*PROBLEM TO WORK ON*
If a line in the data contains "decorative", copy it out.

##############################

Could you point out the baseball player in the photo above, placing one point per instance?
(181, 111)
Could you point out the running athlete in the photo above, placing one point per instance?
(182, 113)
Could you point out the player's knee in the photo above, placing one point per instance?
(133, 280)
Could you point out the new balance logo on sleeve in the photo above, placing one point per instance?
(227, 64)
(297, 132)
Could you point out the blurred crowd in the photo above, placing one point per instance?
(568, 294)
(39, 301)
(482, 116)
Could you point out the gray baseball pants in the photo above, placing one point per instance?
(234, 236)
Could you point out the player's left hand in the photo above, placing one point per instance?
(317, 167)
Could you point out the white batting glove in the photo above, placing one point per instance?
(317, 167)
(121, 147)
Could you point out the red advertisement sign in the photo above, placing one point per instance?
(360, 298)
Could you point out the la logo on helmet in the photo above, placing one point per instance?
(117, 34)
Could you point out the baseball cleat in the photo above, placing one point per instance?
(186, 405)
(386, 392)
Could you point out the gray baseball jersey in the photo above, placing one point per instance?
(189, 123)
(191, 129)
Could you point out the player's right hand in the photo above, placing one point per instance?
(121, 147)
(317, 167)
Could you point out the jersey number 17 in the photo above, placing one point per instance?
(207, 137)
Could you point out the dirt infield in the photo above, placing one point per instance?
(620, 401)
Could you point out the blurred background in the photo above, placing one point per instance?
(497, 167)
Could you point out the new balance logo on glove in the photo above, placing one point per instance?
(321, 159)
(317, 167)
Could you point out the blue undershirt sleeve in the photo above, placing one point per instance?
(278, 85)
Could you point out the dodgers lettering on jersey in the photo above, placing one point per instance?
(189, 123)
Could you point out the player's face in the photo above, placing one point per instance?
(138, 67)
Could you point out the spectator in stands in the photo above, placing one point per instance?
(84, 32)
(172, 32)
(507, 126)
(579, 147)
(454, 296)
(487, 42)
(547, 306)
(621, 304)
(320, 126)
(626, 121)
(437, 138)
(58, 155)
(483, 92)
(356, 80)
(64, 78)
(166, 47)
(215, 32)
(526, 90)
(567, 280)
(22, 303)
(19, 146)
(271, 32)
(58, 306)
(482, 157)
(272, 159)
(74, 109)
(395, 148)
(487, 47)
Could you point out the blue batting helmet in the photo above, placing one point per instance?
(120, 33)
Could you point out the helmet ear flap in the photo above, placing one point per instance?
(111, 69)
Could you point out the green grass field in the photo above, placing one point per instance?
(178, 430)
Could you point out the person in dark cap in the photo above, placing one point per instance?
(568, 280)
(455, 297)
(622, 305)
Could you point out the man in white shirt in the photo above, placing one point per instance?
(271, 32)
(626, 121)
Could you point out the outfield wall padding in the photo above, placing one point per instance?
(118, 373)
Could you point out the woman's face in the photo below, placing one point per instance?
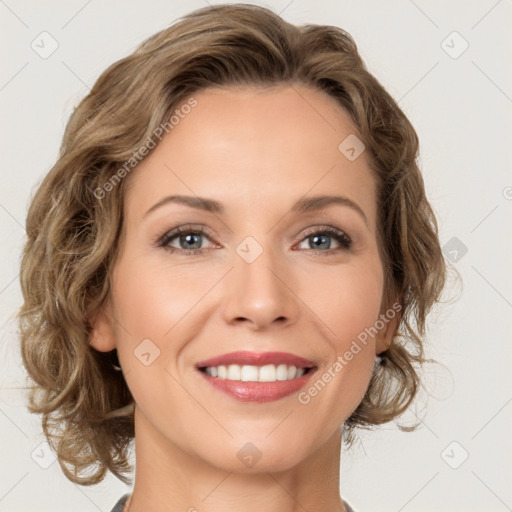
(257, 279)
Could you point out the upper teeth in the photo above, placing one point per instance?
(249, 373)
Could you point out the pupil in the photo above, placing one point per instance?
(189, 238)
(318, 237)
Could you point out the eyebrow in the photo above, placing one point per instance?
(304, 205)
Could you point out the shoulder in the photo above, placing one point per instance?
(348, 508)
(118, 507)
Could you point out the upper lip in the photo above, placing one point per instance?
(257, 359)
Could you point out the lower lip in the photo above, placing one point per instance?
(258, 391)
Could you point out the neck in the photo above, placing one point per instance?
(169, 479)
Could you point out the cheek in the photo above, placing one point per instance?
(348, 300)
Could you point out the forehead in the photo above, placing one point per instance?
(255, 149)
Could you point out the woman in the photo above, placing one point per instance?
(223, 266)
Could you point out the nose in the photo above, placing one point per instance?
(261, 293)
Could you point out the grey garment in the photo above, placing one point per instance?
(122, 502)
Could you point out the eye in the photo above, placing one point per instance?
(189, 240)
(319, 238)
(186, 236)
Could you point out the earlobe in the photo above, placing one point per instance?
(384, 338)
(102, 334)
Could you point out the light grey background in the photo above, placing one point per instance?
(461, 109)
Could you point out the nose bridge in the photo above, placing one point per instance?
(259, 284)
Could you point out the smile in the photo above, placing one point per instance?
(257, 377)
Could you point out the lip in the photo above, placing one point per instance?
(258, 391)
(245, 357)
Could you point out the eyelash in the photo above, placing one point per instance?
(164, 240)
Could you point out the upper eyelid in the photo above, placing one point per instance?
(204, 230)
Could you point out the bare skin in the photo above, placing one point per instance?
(256, 152)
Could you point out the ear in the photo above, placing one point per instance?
(391, 319)
(102, 333)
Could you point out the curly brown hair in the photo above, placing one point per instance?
(72, 236)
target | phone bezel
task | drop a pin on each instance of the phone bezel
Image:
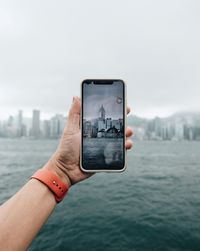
(124, 120)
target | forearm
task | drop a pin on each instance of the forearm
(22, 216)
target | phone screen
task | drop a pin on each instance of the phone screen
(103, 138)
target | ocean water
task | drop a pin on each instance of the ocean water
(153, 205)
(103, 153)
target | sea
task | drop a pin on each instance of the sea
(153, 205)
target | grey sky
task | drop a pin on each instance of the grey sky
(48, 47)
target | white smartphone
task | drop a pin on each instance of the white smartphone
(103, 124)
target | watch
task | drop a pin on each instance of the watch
(53, 182)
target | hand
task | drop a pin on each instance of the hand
(65, 161)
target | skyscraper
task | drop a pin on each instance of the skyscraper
(20, 123)
(102, 112)
(35, 130)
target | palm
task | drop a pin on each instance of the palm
(68, 156)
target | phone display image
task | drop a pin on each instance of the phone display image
(103, 125)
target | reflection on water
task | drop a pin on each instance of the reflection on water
(102, 153)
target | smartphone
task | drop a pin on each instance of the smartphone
(103, 123)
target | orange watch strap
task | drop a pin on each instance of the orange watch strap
(53, 182)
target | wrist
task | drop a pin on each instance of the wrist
(51, 166)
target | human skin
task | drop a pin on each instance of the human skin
(23, 215)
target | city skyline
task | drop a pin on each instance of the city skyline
(103, 126)
(180, 126)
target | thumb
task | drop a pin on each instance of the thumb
(73, 120)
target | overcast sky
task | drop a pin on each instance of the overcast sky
(48, 47)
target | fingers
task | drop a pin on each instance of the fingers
(73, 120)
(128, 144)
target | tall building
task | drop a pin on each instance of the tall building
(108, 123)
(102, 112)
(35, 130)
(20, 124)
(46, 129)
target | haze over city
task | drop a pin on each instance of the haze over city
(152, 46)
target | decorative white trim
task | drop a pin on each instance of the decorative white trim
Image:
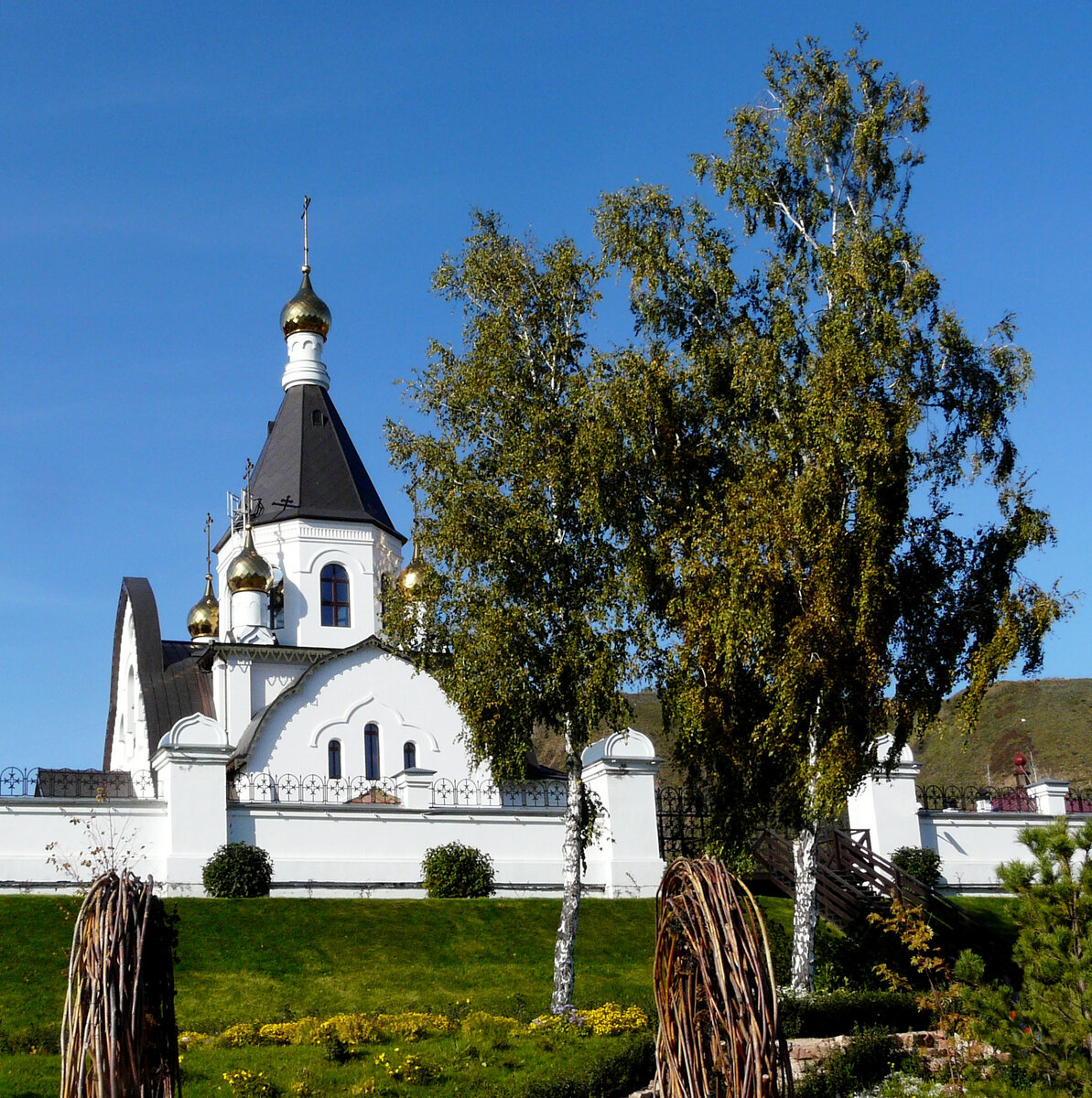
(196, 730)
(355, 708)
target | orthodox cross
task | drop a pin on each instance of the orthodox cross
(208, 543)
(246, 493)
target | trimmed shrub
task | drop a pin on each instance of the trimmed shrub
(237, 871)
(847, 1009)
(921, 863)
(869, 1058)
(457, 872)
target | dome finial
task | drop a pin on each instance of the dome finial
(307, 311)
(203, 619)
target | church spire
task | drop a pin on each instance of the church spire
(306, 322)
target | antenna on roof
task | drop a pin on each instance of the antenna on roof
(208, 543)
(246, 491)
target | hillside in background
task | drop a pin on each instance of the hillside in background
(1049, 720)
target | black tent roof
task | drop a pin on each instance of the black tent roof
(310, 460)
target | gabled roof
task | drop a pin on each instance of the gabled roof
(174, 682)
(310, 459)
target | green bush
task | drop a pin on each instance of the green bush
(456, 871)
(847, 1010)
(625, 1065)
(921, 863)
(869, 1058)
(237, 871)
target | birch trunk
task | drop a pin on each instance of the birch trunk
(565, 948)
(805, 910)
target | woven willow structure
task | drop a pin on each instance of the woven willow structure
(118, 1038)
(714, 989)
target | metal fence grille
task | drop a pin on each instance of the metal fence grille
(682, 822)
(976, 799)
(445, 791)
(64, 784)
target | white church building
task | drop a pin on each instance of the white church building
(286, 723)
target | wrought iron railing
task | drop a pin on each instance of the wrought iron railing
(77, 784)
(263, 788)
(976, 799)
(682, 821)
(1079, 800)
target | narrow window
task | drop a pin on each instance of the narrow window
(372, 752)
(277, 607)
(335, 596)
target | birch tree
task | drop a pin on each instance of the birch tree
(796, 435)
(525, 599)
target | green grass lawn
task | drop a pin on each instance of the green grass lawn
(246, 960)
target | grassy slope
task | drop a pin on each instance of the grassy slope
(245, 960)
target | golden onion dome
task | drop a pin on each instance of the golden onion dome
(415, 574)
(250, 570)
(204, 618)
(306, 312)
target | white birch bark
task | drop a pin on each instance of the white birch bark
(805, 866)
(565, 948)
(805, 910)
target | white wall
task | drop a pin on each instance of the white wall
(338, 849)
(971, 845)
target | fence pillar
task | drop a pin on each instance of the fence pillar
(1049, 796)
(888, 806)
(415, 788)
(191, 768)
(621, 771)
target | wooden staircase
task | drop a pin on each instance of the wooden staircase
(851, 882)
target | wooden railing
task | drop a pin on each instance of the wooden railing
(851, 882)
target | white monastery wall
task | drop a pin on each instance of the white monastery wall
(340, 697)
(971, 845)
(336, 849)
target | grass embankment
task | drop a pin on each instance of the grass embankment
(243, 961)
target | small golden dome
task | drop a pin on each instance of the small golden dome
(415, 574)
(204, 618)
(250, 570)
(306, 312)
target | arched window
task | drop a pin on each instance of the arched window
(335, 596)
(277, 608)
(372, 752)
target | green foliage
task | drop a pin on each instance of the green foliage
(457, 871)
(1047, 1029)
(918, 862)
(794, 438)
(869, 1058)
(237, 871)
(849, 1009)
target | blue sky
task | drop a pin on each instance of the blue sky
(155, 160)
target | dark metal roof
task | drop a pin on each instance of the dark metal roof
(310, 459)
(174, 682)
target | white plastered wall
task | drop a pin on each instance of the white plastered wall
(340, 697)
(299, 549)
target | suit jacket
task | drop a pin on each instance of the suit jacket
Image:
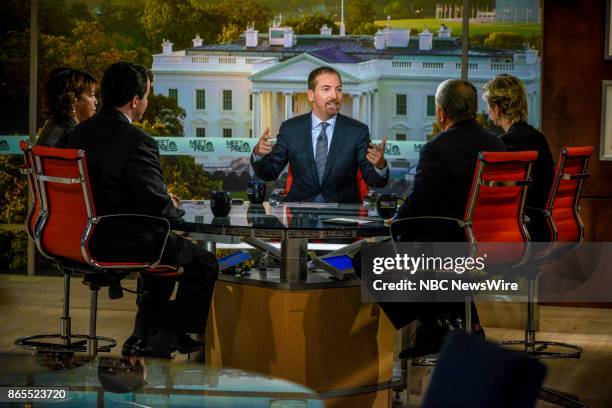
(444, 173)
(347, 154)
(522, 136)
(125, 176)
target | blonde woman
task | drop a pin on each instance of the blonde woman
(505, 95)
(70, 98)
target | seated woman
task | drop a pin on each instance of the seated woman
(70, 98)
(505, 95)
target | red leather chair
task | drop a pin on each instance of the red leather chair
(565, 229)
(65, 225)
(362, 186)
(494, 214)
(494, 211)
(27, 168)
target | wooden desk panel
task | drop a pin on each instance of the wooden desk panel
(326, 339)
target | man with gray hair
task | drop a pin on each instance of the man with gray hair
(446, 163)
(441, 187)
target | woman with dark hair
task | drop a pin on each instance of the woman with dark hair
(70, 98)
(505, 95)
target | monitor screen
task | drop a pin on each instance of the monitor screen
(233, 259)
(342, 262)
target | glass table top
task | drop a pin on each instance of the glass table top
(323, 220)
(134, 381)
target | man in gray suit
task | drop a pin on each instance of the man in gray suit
(323, 148)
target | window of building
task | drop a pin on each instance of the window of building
(173, 94)
(294, 103)
(431, 105)
(227, 99)
(200, 99)
(400, 105)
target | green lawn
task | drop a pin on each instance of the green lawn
(523, 29)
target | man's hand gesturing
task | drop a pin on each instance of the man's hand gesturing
(376, 154)
(264, 146)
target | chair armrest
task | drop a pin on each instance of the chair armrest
(130, 241)
(427, 229)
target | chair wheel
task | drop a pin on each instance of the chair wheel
(540, 351)
(55, 343)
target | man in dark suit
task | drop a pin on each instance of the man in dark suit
(126, 178)
(441, 187)
(324, 148)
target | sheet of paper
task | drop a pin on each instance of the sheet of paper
(348, 220)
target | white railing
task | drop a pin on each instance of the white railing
(208, 60)
(227, 60)
(401, 64)
(471, 67)
(502, 67)
(433, 65)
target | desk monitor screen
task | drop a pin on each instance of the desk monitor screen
(234, 259)
(341, 262)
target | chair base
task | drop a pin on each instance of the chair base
(428, 360)
(560, 398)
(75, 343)
(537, 349)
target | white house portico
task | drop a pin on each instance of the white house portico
(389, 79)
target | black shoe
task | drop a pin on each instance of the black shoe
(479, 333)
(135, 346)
(428, 339)
(163, 344)
(187, 345)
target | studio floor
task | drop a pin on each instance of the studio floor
(33, 305)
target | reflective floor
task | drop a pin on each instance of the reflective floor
(117, 382)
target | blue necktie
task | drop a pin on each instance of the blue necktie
(321, 153)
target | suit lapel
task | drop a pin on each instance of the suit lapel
(308, 147)
(335, 148)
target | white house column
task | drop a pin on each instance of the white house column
(288, 104)
(356, 103)
(368, 105)
(256, 114)
(374, 124)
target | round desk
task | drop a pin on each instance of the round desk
(290, 322)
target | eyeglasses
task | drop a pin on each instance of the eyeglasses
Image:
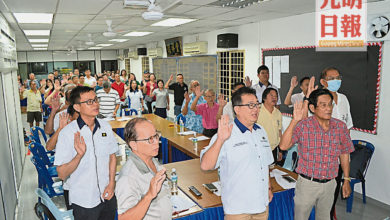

##############################

*SOLUTION FOR THIS TASK*
target | decorative white trim
task | drop a pin on each instance of the decorative white trim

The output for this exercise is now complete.